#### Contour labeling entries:
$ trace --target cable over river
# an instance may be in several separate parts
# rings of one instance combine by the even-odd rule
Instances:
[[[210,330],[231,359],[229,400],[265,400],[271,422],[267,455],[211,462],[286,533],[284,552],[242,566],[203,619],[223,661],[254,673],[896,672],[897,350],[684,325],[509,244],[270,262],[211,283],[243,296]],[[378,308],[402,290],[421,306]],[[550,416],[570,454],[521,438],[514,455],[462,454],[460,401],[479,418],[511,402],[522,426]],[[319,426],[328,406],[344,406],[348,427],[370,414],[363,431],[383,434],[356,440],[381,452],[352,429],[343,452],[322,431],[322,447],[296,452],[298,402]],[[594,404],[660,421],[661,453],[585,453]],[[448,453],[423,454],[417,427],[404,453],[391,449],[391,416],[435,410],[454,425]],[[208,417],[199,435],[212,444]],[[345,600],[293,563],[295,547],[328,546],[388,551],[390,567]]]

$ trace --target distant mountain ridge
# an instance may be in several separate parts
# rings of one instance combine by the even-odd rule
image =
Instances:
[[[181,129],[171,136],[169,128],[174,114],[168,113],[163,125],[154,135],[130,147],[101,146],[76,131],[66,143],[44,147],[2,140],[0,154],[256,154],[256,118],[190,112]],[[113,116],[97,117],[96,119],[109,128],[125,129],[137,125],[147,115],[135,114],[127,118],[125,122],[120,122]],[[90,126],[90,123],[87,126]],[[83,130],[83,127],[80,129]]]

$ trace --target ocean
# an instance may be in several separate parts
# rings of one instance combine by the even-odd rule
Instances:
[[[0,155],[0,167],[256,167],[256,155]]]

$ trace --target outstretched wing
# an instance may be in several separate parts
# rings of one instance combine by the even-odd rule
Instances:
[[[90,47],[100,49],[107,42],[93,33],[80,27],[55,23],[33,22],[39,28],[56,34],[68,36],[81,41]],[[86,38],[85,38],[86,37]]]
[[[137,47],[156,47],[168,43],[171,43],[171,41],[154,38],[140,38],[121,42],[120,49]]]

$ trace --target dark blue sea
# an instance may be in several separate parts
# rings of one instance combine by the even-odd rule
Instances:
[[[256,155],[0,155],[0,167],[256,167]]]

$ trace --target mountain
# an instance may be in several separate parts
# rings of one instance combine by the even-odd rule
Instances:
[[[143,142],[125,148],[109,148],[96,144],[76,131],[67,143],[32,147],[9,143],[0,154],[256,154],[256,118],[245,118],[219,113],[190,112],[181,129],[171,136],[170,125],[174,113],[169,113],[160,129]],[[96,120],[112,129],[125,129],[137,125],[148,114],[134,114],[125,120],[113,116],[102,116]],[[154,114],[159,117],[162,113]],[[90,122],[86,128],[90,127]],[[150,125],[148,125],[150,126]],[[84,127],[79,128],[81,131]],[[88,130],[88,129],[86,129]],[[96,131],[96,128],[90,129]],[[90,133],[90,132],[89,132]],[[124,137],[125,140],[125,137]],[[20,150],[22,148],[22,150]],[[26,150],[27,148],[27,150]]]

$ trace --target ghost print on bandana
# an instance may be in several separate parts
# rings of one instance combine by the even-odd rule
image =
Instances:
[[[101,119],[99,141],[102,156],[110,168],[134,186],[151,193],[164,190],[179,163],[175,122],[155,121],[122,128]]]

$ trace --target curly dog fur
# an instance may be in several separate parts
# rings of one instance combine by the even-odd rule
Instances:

#### Stated goal:
Copy out the whole listing exactly; please set it all down.

#### Task result:
$ trace --target cable over river
# an instance may be in several separate parts
# rings of one instance combine by the even-odd rule
Instances:
[[[210,330],[231,359],[229,400],[265,400],[271,422],[267,455],[211,462],[286,533],[284,552],[242,566],[203,619],[223,661],[254,673],[896,672],[897,350],[684,325],[509,244],[270,262],[211,283],[243,296]],[[378,308],[402,290],[421,306]],[[550,416],[570,454],[521,438],[514,455],[462,454],[460,401],[479,418],[511,402],[522,426]],[[319,426],[328,406],[344,406],[348,427],[370,414],[363,431],[383,434],[356,440],[381,452],[352,429],[343,452],[322,431],[322,447],[296,452],[298,402]],[[594,404],[660,421],[661,453],[585,453]],[[448,453],[423,454],[417,427],[404,453],[391,449],[391,416],[435,410],[454,425]],[[208,417],[199,435],[212,444]],[[345,600],[293,563],[295,547],[328,546],[388,551],[390,567]]]

$ trace --target distant mountain ridge
# an instance may be in several separate parts
# rings of one instance combine by the even-odd rule
image =
Instances:
[[[181,129],[171,136],[169,128],[174,114],[168,113],[163,125],[154,135],[130,147],[101,146],[76,131],[66,143],[44,147],[2,140],[0,154],[256,154],[256,118],[190,112]],[[113,116],[97,117],[96,119],[109,128],[125,129],[137,125],[147,115],[135,114],[127,118],[125,122],[120,122]],[[90,126],[90,123],[87,126]],[[83,130],[83,127],[80,129]]]

$ trace --target ocean
# an instance may be in several separate parts
# rings of one instance combine by the even-odd rule
Instances:
[[[0,155],[0,167],[256,167],[256,155]]]

$ trace --target outstretched wing
# an instance may be in several separate parts
# rings of one instance combine by the even-odd rule
Instances:
[[[90,47],[100,49],[107,42],[93,33],[80,27],[55,23],[33,22],[39,28],[56,34],[68,36],[81,41]],[[86,38],[85,38],[86,37]]]
[[[137,47],[156,47],[168,43],[171,43],[171,41],[154,38],[140,38],[121,42],[120,49]]]

$ trace --target dark blue sea
# an instance may be in several separate parts
# rings of one instance combine by the even-odd rule
Instances:
[[[256,155],[0,155],[0,167],[256,167]]]

$ trace --target mountain
# an instance may be in several separate parts
# rings of one instance combine by the even-odd rule
Instances:
[[[143,142],[125,148],[109,148],[96,144],[76,131],[67,143],[32,147],[9,143],[0,154],[256,154],[256,118],[245,118],[219,113],[190,112],[181,129],[171,136],[170,125],[174,113],[169,113],[160,129]],[[96,120],[112,129],[125,129],[137,125],[148,114],[134,114],[125,120],[113,116],[102,116]],[[154,114],[159,117],[162,113]],[[90,122],[86,128],[90,127]],[[150,125],[148,125],[150,126]],[[84,127],[79,128],[81,131]],[[88,130],[88,129],[86,129]],[[96,131],[96,128],[90,129]],[[90,133],[90,132],[89,132]],[[124,137],[125,140],[125,137]],[[20,150],[22,148],[22,150]],[[26,150],[27,148],[27,150]]]

$ trace --target ghost print on bandana
# an instance may be in several separate parts
# rings of one instance combine by the even-odd rule
image =
Instances:
[[[101,119],[99,141],[102,156],[110,168],[134,186],[151,193],[164,190],[179,163],[175,122],[155,121],[122,128]]]

$ trace --target curly dog fur
# an instance may be in several separate parts
# rings of one instance combine by the even-odd rule
Instances:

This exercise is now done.